» What the exercise asks
Each record is to be written out exactly as it appears.

**** Data for processing ****

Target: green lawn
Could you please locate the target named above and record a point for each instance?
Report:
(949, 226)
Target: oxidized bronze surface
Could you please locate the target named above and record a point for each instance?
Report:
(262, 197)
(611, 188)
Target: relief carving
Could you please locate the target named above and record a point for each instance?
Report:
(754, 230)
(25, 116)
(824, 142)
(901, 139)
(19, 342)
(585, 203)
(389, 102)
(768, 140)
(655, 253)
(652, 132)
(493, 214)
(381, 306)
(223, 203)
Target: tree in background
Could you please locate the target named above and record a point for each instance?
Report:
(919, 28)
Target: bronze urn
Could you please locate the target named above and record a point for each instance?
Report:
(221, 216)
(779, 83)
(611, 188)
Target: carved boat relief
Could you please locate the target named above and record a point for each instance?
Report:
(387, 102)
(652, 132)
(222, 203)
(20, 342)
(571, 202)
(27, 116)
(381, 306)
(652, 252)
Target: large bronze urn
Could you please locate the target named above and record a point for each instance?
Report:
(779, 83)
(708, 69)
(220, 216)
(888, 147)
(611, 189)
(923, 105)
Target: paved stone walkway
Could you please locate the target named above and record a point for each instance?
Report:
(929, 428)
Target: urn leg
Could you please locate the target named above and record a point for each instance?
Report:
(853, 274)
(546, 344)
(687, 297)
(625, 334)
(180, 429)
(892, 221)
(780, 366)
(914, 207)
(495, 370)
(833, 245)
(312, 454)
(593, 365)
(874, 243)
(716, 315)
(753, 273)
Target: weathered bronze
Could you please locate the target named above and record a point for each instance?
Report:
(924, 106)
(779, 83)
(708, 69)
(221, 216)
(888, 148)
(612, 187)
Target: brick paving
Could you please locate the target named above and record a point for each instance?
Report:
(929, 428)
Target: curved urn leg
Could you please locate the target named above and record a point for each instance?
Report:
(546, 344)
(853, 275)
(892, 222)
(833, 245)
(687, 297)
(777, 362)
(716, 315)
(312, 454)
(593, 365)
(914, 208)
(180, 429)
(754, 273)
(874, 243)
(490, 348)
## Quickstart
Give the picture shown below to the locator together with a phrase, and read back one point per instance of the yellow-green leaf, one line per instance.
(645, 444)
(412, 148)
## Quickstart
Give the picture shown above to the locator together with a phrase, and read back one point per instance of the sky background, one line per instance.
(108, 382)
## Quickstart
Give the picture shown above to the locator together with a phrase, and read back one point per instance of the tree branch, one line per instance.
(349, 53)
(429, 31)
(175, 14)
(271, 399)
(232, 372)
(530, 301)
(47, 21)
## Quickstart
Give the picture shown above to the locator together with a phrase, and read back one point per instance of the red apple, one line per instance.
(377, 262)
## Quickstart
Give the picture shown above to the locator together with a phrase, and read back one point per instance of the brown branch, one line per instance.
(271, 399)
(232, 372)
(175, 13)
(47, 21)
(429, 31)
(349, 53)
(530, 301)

****

» Answer
Target: green lawn
Could you please locate the target named above and record a point for each instance?
Report:
(949, 226)
Target: oxidized bronze surface
Could you please locate the target named above and record a point for each instance?
Report:
(262, 197)
(611, 188)
Target: relief carving
Could you please locate the target named above and record a point for each instance?
Report:
(754, 230)
(25, 116)
(824, 142)
(901, 139)
(19, 342)
(585, 203)
(389, 102)
(768, 140)
(655, 253)
(652, 132)
(493, 214)
(381, 306)
(223, 203)
Target: tree in background
Could you please locate the target named above and record a point for each instance?
Report:
(919, 28)
Target: bronze urn
Could you please locate the target named above and record a point for each instance?
Report:
(221, 216)
(779, 83)
(611, 188)
Target: carved boat relief
Could you please locate the target named above and record a point for each instance?
Report:
(387, 102)
(652, 132)
(222, 203)
(20, 342)
(571, 202)
(27, 116)
(381, 306)
(652, 252)
Target: large bronze urn
Could you please locate the target named above and record a point for each instance?
Report:
(779, 83)
(708, 69)
(220, 216)
(888, 147)
(611, 189)
(923, 105)
Target: paved stone walkway
Could you please locate the target named above and record a point for each instance?
Report:
(929, 428)
Target: urn leg
Could you please locate the target named above and record a point for each instance?
Report:
(853, 274)
(546, 344)
(687, 297)
(625, 334)
(180, 429)
(892, 221)
(780, 366)
(914, 207)
(495, 370)
(833, 245)
(312, 454)
(593, 365)
(874, 243)
(716, 315)
(753, 273)
Target: weathered bronze
Could you please locate the target named above and record a point for each instance?
Report:
(924, 106)
(779, 83)
(708, 69)
(221, 216)
(888, 148)
(612, 187)
Target: brick paving
Could you please locate the target named above and record a point for each instance?
Report:
(929, 428)
Target: curved urn leg
Could you please locate the target named above and record a point for each instance?
Report:
(546, 344)
(853, 275)
(892, 222)
(833, 245)
(687, 297)
(777, 362)
(716, 315)
(312, 454)
(593, 365)
(914, 208)
(180, 429)
(754, 273)
(874, 243)
(490, 348)
## Quickstart
Give the picture shown below to the locator together with a phrase, and read back one point per instance of the yellow-green leaf, one line per instance.
(645, 444)
(412, 148)
## Quickstart
Give the picture shown above to the locator together with a phrase, and read back one point per instance of the sky background, one line per instance.
(108, 382)
## Quickstart
Give the picture shown above to the locator together with a phrase, and read back one point per instance of the tree branch, one line per instance.
(349, 53)
(429, 31)
(175, 14)
(271, 399)
(232, 372)
(530, 301)
(47, 21)
## Quickstart
Give the picture shown above to the locator together with a phrase, and read back one point per instance of the red apple, one line per instance.
(377, 262)
## Quickstart
Give the picture shown above to the locator together with a phrase, and read back one point per instance of the brown branch, one line per instance.
(271, 399)
(232, 372)
(175, 13)
(47, 21)
(429, 31)
(349, 53)
(530, 301)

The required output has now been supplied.